Papa Bento XVI

A fé cristã não é uma ideia, mas é uma vida

A centralidade da misericórdia na fé cristã e o desafio do nosso tempo. As palavras do Papa emérito Bento XVI, citadas também por D. Julián Carrón nos Exercícios Espirituais de CL (do L'osservatore romano, 16 março)
Jacques Servais

Publicamos o texto integral da entrevista a Bento XVI contida no livro Per mezzo della fede. Dottrina della giustificazione ed esperienza di Dio nella predicazione della Chiesa e negli Esercizi Spirituali, preparado pelo jesuita Daniele Libanori (Cinisello Balsamo, Edizioni San Paolo, 2016) na qual o Papa emérito fala da centralidade da misericórdia na fé cristã. O livro recolhe as atas de uma conferência que se realizou em Outubro passado em Roma. Como escreve Filippo Rizzi no jornal «Avvenire» de 16 de Março o autor da entrevista (cujo nome não está presente no livro) é o jesuíta Jacques Servais, aluno de Hans Urs von Balthasar e estudioso da sua obra.

Santidade, a questão colocada este ano no quadro das jornadas de estudo promovidas pela reitoria do Gesù é a da justificação pela fé. O último volume da sua opera omnia (gs IV) coloca em evidência a sua afirmação resoluta: «A fé cristã não é uma ideia, mas uma vida». Comentando a célebre afirmação paulina (Romanos 3, 28), V. Santidade falou, a este propósito, de uma dúplice transcendência: «A fé é um dom aos crentes comunicado através da comunidade, a qual por sua vez é fruto do dom de Deus» («Glaube ist Gabe durch die Gemeinschaft; die sich selbst gegeben wird», gs IV, 512). Poderia explicar o que quis dizer com essa afirmação, tendo em conta, naturalmente, o facto que o objectivo destas jornadas é clarificar a teologia pastoral e dar vida à expêriencia espiritual dos fieis?
--
Pedidos
**1)** Transcreva do excerto sobre a fé cristã o trecho que vai de "A centralidade da misericórdia na fé cristã e" até "romano, 16 março)", inclusive.
**2)** Responda às seguintes perguntas com base no excerto sobre a fé cristã.
(a) Quem preparou o livro Per mezzo della fede?
(b) Em que jornal escreveu Filippo Rizzi?
(c) Que passagem paulina é comentada na pergunta feita ao Papa emérito?
**3)** Retome o excerto sobre a fé cristã a partir do ponto em que termina.
--
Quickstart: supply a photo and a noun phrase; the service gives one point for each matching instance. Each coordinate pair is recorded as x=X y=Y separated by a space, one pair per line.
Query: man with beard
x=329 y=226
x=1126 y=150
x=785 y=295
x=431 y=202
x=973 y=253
--
Conjunto de respostas
**1)**
A centralidade da misericórdia na fé cristã e o desafio do nosso tempo. As palavras do Papa emérito Bento XVI, citadas também por D. Julián Carrón nos Exercícios Espirituais de CL (do L'osservatore romano, 16 março)

**2)**
(a) O jesuíta Daniele Libanori.
(b) No jornal «Avvenire».
(c) Romanos 3, 28.

**3)**
Trata-se da questão: o que é a fé e como se chega a acreditar. Por um lado, a fé é um contacto profundamente pessoal com Deus, que me toca no meu tecido mais intimo e me põe diante do Deus vivente em absoluta imediatez, de modo a que possa falar-lhe, amá-lo e entrar em comunhão com Ele. Mas, ao mesmo tempo, esta realidade maximamente pessoal, tem inseparavelmente que ver com a comunidade: faz parte da essência da fé o facto de introduzir-me no nós dos filhos de Deus, na comunidade peregrinante dos irmãos e das irmãs. O encontro com Deus significa também, ao mesmo tempo, que eu próprio estou aberto, arrancado da minha solidão fechada e sou acolhido na comunidade vivente da Igreja. Esta é também a mediadora do meu encontro com Deus, que todavia chega ao meu coração de forma totalmente pessoal.
A fé deriva da escuta (fides ex auditu), ensina-nos São Paulo. A escuta, por sua vez, implica sempre um parceiro. A fé não é um produto da reflexão e nem sequer uma tentativa de penetrar na profundidade do meu ser. Ambas as coisas podem estar presentes, mas elas são ainda insuficientes sem a escuta mediante a qual Deus, de fora, a partir de uma história por Ele própria criada, me interpela. Para que eu possa crer preciso de testemunhas que encontraram Deus e mo tornem acessível.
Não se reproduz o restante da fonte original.